WHAT TO PRODUCE:
Transcribe the listing below exactly, leaving out each image.

⁂

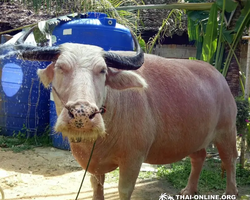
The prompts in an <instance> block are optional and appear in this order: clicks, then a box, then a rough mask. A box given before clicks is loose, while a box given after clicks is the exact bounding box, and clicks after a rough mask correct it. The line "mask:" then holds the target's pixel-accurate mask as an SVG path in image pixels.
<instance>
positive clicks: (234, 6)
mask: <svg viewBox="0 0 250 200" xmlns="http://www.w3.org/2000/svg"><path fill="white" fill-rule="evenodd" d="M216 4H217V5H218V7H219V8H220V9H221V10H222V7H223V0H217V1H216ZM237 6H238V3H236V2H235V1H233V0H226V4H225V10H226V12H232V11H234V10H235V9H236V8H237Z"/></svg>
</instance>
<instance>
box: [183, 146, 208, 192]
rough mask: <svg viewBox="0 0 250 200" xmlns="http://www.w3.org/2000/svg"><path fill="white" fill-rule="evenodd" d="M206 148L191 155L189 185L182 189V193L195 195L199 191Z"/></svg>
mask: <svg viewBox="0 0 250 200" xmlns="http://www.w3.org/2000/svg"><path fill="white" fill-rule="evenodd" d="M206 154H207V153H206V150H205V149H201V150H199V151H197V152H194V153H192V154H190V155H189V157H190V159H191V166H192V167H191V173H190V175H189V178H188V184H187V186H186V187H185V188H184V189H182V191H181V194H182V195H194V194H195V193H197V192H198V181H199V177H200V173H201V170H202V166H203V163H204V161H205V159H206Z"/></svg>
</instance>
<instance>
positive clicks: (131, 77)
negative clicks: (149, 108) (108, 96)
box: [106, 68, 148, 90]
mask: <svg viewBox="0 0 250 200" xmlns="http://www.w3.org/2000/svg"><path fill="white" fill-rule="evenodd" d="M106 85H108V86H109V87H111V88H113V89H117V90H125V89H130V88H138V89H144V88H147V86H148V84H147V82H146V80H145V79H144V78H143V77H142V76H140V75H139V74H137V73H135V72H134V71H126V70H115V69H112V68H108V74H107V78H106Z"/></svg>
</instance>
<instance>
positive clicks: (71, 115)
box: [68, 110, 75, 118]
mask: <svg viewBox="0 0 250 200" xmlns="http://www.w3.org/2000/svg"><path fill="white" fill-rule="evenodd" d="M68 114H69V116H70V117H71V118H75V117H74V115H73V114H72V113H71V111H70V110H69V111H68Z"/></svg>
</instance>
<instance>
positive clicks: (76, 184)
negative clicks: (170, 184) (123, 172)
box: [0, 147, 178, 200]
mask: <svg viewBox="0 0 250 200" xmlns="http://www.w3.org/2000/svg"><path fill="white" fill-rule="evenodd" d="M0 158H1V159H0V160H1V161H0V186H1V187H2V188H3V190H4V193H5V199H6V200H19V199H20V200H28V199H34V200H43V199H45V200H72V199H75V197H76V193H77V191H78V188H79V185H80V182H81V179H82V176H83V173H84V171H83V170H82V169H81V167H80V166H79V165H78V163H77V162H76V161H75V160H74V158H73V156H72V155H71V153H70V152H69V151H64V150H59V149H55V148H51V147H49V148H35V149H34V150H29V151H24V152H22V153H13V152H12V151H3V149H0ZM117 184H118V183H117V179H115V180H114V181H111V182H110V181H107V183H106V182H105V185H104V187H105V198H106V199H109V200H117V199H118V192H117ZM165 192H166V193H167V194H172V195H173V194H177V193H178V191H177V190H175V189H174V188H172V187H171V186H170V184H169V183H167V182H166V181H163V180H157V179H156V178H153V179H147V180H138V181H137V184H136V189H135V191H134V193H133V198H132V199H133V200H151V199H154V200H155V199H156V200H157V199H159V196H160V194H161V193H165ZM85 199H86V200H87V199H92V188H91V186H90V182H89V175H88V177H87V178H86V179H85V181H84V184H83V188H82V191H81V193H80V196H79V200H85Z"/></svg>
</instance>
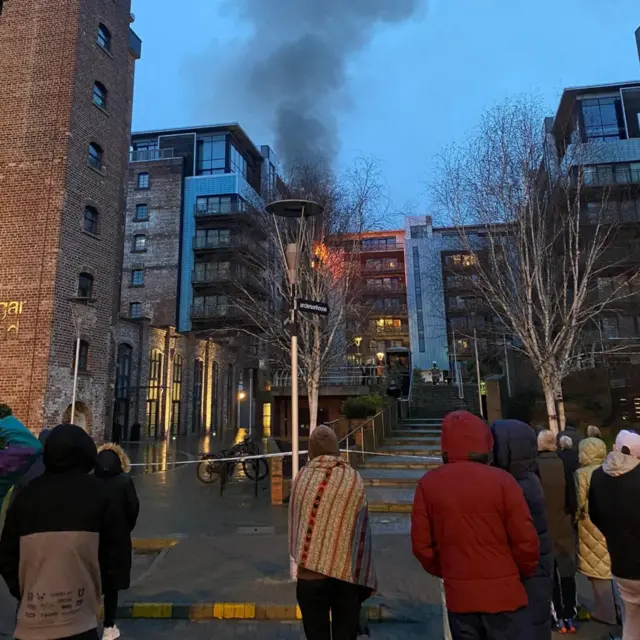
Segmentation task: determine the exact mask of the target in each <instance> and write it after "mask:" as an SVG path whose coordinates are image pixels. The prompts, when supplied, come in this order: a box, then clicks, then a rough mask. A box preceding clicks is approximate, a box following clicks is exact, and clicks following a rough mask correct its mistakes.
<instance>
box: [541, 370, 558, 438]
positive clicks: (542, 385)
mask: <svg viewBox="0 0 640 640" xmlns="http://www.w3.org/2000/svg"><path fill="white" fill-rule="evenodd" d="M541 382H542V390H543V391H544V400H545V403H546V405H547V419H548V420H549V429H551V431H553V433H558V416H557V414H556V393H555V388H554V385H553V384H552V383H550V382H548V381H547V380H541Z"/></svg>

⁂

SOLUTION TO THE PROBLEM:
The prompts in an <instance> block are optional and appear in this order: clicks, then a box, then a rough mask. A box given before clicks is loose, while a box given after clicks is the exact bounding box, and clicks after a rough mask correct it. The line "mask:" then holds the target's pixel-accurate mask as an SVG path in image pixels.
<instance>
positive clicks: (234, 6)
mask: <svg viewBox="0 0 250 200" xmlns="http://www.w3.org/2000/svg"><path fill="white" fill-rule="evenodd" d="M216 4H217V5H218V7H219V8H220V9H221V10H222V7H223V0H217V1H216ZM237 6H238V3H236V2H235V1H233V0H226V4H225V10H226V12H232V11H234V10H235V9H236V8H237Z"/></svg>
</instance>
<instance>
box: [183, 146, 208, 192]
rough mask: <svg viewBox="0 0 250 200" xmlns="http://www.w3.org/2000/svg"><path fill="white" fill-rule="evenodd" d="M206 148L191 155L189 185L182 189V193L195 195L199 191Z"/></svg>
mask: <svg viewBox="0 0 250 200" xmlns="http://www.w3.org/2000/svg"><path fill="white" fill-rule="evenodd" d="M206 154H207V153H206V150H205V149H201V150H199V151H197V152H194V153H192V154H190V155H189V157H190V159H191V166H192V167H191V173H190V175H189V178H188V184H187V186H186V187H185V188H184V189H182V191H181V194H182V195H194V194H195V193H197V192H198V181H199V177H200V173H201V170H202V166H203V163H204V161H205V159H206Z"/></svg>
</instance>
<instance>
positive clicks: (131, 77)
negative clicks: (149, 108) (108, 96)
box: [106, 68, 148, 90]
mask: <svg viewBox="0 0 250 200" xmlns="http://www.w3.org/2000/svg"><path fill="white" fill-rule="evenodd" d="M106 85H108V86H109V87H111V88H113V89H117V90H125V89H130V88H138V89H144V88H147V86H148V84H147V82H146V80H145V79H144V78H143V77H142V76H140V75H139V74H137V73H135V72H134V71H126V70H115V69H112V68H108V74H107V78H106Z"/></svg>
</instance>
<instance>
positive clicks: (71, 115)
box: [68, 110, 75, 118]
mask: <svg viewBox="0 0 250 200" xmlns="http://www.w3.org/2000/svg"><path fill="white" fill-rule="evenodd" d="M68 114H69V116H70V117H71V118H75V117H74V115H73V114H72V113H71V111H70V110H69V111H68Z"/></svg>
</instance>
<instance>
positive clicks: (76, 184)
negative clicks: (170, 184) (123, 172)
box: [0, 147, 178, 200]
mask: <svg viewBox="0 0 250 200" xmlns="http://www.w3.org/2000/svg"><path fill="white" fill-rule="evenodd" d="M0 158H1V159H0V160H1V161H0V186H1V187H2V188H3V190H4V193H5V199H6V200H19V199H20V200H28V199H34V200H43V199H45V200H72V199H75V197H76V193H77V191H78V188H79V185H80V182H81V179H82V176H83V173H84V171H83V170H82V169H81V167H80V166H79V165H78V163H77V162H76V161H75V160H74V158H73V156H72V155H71V153H70V152H69V151H64V150H59V149H55V148H51V147H49V148H35V149H34V150H29V151H24V152H22V153H13V152H12V151H3V149H0ZM117 184H118V183H117V179H115V180H114V181H111V182H110V181H107V183H106V182H105V185H104V187H105V198H106V199H109V200H117V199H118V192H117ZM165 192H166V193H167V194H172V195H173V194H177V193H178V191H177V190H175V189H174V188H172V187H171V186H170V184H169V183H167V182H166V181H163V180H157V179H156V178H153V179H147V180H138V181H137V184H136V189H135V191H134V193H133V198H132V199H133V200H151V199H154V200H155V199H156V200H157V199H159V196H160V194H161V193H165ZM85 199H86V200H87V199H92V188H91V186H90V182H89V175H88V177H87V178H86V179H85V181H84V184H83V188H82V191H81V193H80V196H79V200H85Z"/></svg>
</instance>
Segmentation task: determine the exact mask of the target in each <instance> and write it after "mask:" as an SVG path whose coordinates are image pixels. The prompts, when supplied, come in this order: a box, then clicks, then a rough mask. A box preceding clicks is approximate, a box following clicks is exact, and clicks following a rough mask correct its mistakes.
<instance>
box: [541, 370, 558, 438]
positive clicks: (542, 385)
mask: <svg viewBox="0 0 640 640" xmlns="http://www.w3.org/2000/svg"><path fill="white" fill-rule="evenodd" d="M541 382H542V390H543V391H544V400H545V403H546V405H547V419H548V420H549V429H551V431H553V433H558V416H557V414H556V393H555V388H554V385H553V384H552V383H550V382H548V381H547V380H541Z"/></svg>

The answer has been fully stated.